[GOAL OF THE EXERCISE]
Set down exactly, and only, the lines from the one with "Point out the woman's hand" to the final line of the entries, both included.

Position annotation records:
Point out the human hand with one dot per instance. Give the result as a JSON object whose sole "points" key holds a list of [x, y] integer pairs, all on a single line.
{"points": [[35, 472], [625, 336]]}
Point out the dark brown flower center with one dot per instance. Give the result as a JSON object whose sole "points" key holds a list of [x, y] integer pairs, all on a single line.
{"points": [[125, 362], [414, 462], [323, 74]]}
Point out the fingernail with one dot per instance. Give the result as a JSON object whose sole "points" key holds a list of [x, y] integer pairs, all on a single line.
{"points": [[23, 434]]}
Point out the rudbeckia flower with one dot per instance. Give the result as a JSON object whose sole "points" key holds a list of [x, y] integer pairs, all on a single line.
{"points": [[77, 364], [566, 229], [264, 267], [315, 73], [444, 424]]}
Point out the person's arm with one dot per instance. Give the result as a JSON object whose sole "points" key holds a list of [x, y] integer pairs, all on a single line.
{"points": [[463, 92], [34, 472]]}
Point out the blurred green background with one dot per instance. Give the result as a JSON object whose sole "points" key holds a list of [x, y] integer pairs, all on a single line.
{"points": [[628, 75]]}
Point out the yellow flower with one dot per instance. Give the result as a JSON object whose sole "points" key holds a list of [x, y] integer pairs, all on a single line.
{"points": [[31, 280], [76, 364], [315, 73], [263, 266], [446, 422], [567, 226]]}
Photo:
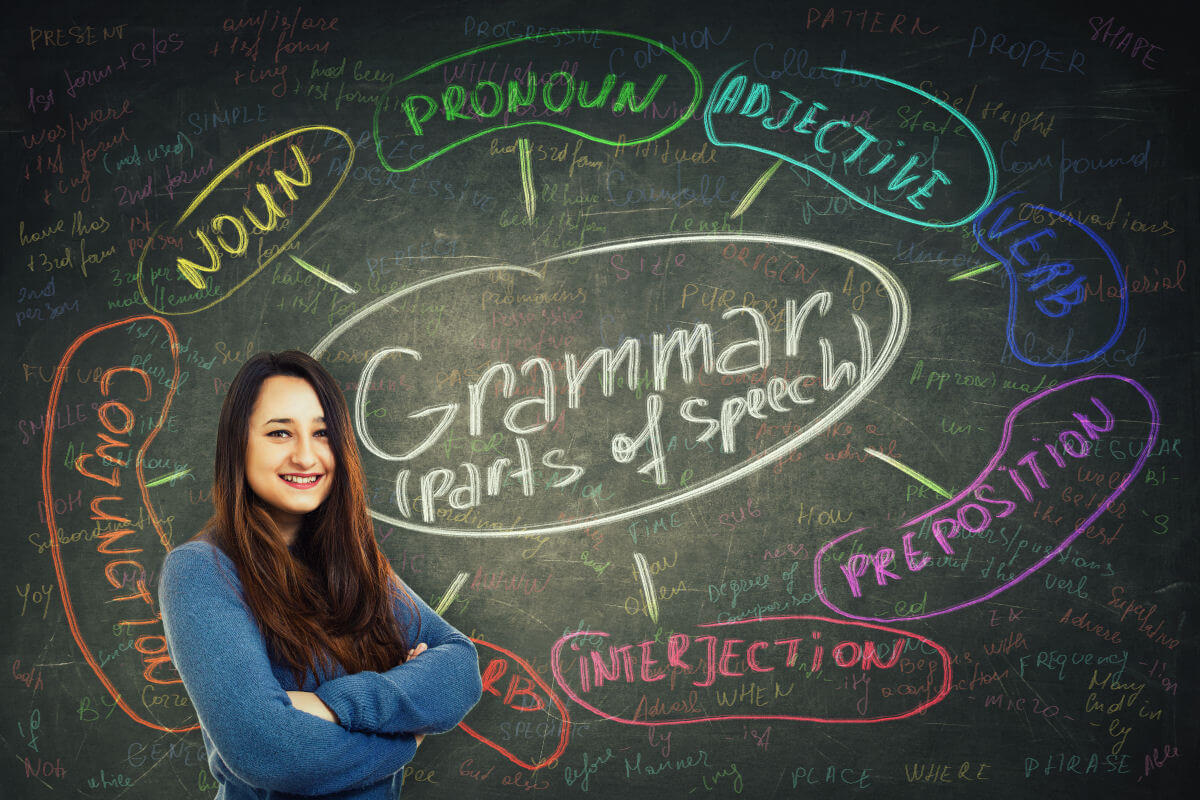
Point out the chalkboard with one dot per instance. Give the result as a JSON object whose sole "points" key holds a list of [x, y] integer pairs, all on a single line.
{"points": [[787, 400]]}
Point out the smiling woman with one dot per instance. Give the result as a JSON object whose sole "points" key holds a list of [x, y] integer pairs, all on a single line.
{"points": [[313, 669]]}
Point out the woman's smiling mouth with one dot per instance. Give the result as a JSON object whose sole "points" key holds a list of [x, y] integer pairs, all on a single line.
{"points": [[301, 481]]}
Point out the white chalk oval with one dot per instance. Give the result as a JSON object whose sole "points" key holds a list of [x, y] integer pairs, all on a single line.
{"points": [[894, 301]]}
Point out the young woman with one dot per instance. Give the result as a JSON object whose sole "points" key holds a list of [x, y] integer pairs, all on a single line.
{"points": [[312, 668]]}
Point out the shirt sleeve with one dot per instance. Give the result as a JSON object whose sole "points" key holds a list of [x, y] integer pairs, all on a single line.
{"points": [[221, 656], [430, 693]]}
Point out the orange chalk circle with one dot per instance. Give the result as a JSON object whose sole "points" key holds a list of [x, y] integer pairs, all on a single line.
{"points": [[130, 395]]}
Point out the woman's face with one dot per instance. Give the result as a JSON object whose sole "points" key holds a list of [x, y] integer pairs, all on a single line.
{"points": [[289, 463]]}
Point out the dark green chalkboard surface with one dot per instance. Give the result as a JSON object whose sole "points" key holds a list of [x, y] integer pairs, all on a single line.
{"points": [[789, 400]]}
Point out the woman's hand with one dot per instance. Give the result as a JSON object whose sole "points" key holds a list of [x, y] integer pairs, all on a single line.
{"points": [[310, 703]]}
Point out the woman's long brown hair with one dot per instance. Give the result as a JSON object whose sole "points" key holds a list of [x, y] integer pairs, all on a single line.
{"points": [[330, 600]]}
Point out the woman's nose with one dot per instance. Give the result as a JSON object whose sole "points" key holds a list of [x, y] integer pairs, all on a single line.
{"points": [[304, 453]]}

[ANSWER FOR THE TASK]
Point out the woman's hand with one dot per instance. Give the result as a JSON object whose sole "points" key holds a list of [x, y] integer pairs, all on a single line.
{"points": [[310, 703]]}
Point out the woman's long brown hair with one dot per instance. Give the result as a JSON object whose sole "points" key holds a list of [x, y] integer pairs, all on a single line.
{"points": [[330, 600]]}
Point out the woman's nose with one dot per instance. Give the result as a JSON object whose sole "points" key holds a list of [x, y] integer pairs, all on a single line.
{"points": [[304, 453]]}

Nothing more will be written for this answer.